━━ TEXT PASSAGE ━━
In that atmosphere, few of them were inclined to write about the famine, although all of them knew about it. “Officially, there was no famine,” wrote Chamberlin. But “to anyone who lived in Russia in 1933 and who kept his eyes and ears open, the historicity of the famine is simply not in question.” Duranty himself discussed the famine with William Strang, a diplomat at the British embassy, in late 1932. Strang reported back drily that the New York Times correspondent had been “waking to the truth for some time,” although he had not “let the great American public into the secret.” Duranty also told Strang that he reckoned “it quite possible that as many as 10 million people may have died directly or indirectly from lack of food,” though that number never appeared in any of his reporting. Duranty’s reluctance to write about famine may have been particularly acute: The story cast doubt on his previous, positive (and prize-winning) reporting. But he was not alone. Eugene Lyons, Moscow correspondent for United Press and at one time an enthusiastic Marxist, wrote years later that all of the foreigners in the city were well aware of what was happening in Ukraine as well as Kazakhstan and the Volga region:

 

The truth is that we did not seek corroboration for the simple reason that we entertained no doubts on the subject. There are facts too large to require eyewitness confirmation. … Inside Russia the matter was not disputed. The famine was accepted as a matter of course in our casual conversation at the hotels and in our homes.
━━━
**SHORT PROBLEM**
Carry the passage above about Moscow correspondents and the 1933 famine forward from its final sentence. The material after this point is separate from the passage above.
━━ MATERIAL SHOWN ━━
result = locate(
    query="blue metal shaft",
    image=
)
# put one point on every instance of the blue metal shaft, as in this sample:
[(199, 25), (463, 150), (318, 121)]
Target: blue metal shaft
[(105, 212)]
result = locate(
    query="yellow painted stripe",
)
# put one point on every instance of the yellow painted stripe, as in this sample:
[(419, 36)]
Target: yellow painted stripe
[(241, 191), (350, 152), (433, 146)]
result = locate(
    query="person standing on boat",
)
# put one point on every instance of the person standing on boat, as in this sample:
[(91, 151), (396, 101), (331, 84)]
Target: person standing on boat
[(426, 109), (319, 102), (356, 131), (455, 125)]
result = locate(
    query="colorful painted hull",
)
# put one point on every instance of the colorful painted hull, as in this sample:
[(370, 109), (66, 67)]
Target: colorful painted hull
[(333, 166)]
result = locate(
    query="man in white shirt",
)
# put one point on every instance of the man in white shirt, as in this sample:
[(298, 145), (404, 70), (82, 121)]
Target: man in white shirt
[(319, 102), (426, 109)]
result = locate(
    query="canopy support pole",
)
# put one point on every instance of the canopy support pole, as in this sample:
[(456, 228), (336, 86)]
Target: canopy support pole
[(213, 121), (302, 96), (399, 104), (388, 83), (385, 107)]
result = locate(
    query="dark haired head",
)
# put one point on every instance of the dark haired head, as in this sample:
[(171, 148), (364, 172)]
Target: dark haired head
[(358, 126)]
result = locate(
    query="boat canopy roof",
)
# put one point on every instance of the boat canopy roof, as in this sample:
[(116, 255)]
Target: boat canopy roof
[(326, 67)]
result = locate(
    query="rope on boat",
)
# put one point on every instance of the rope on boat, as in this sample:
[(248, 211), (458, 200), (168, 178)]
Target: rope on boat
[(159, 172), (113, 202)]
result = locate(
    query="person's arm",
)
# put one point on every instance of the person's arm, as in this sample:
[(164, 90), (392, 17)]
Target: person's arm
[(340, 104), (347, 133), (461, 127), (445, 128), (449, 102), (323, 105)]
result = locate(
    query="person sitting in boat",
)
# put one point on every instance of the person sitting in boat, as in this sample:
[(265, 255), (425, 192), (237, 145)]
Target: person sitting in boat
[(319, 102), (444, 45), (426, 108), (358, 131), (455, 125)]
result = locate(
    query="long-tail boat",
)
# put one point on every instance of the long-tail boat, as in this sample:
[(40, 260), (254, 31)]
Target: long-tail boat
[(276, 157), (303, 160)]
━━━
**OUTPUT OF THE TASK**
 

Everyone knew—yet no one mentioned it. Hence the extraordinary reaction of both the Soviet establishment and the Moscow press corps to the journalistic escapade of Gareth Jones.

 

Jones was a young Welshman, only 27 years old at the time of his 1933 journey to Ukraine.

 

Possibly inspired by his mother—as a young woman she had been a governess in the home of John Hughes, the Welsh entrepreneur who founded the Ukrainian city of Donetsk—he decided to study Russian, as well as French and German, at Cambridge University. He then landed a job as a private secretary to David Lloyd George, the former British prime minister, and also began writing about European and Soviet politics as a freelancer. In early 1932, before the travel ban was imposed, he journeyed out to the Soviet countryside (accompanied by Jack Heinz II, scion of the ketchup empire) where he slept on “bug-infested floors” in rural villages and witnessed the beginnings of the famine.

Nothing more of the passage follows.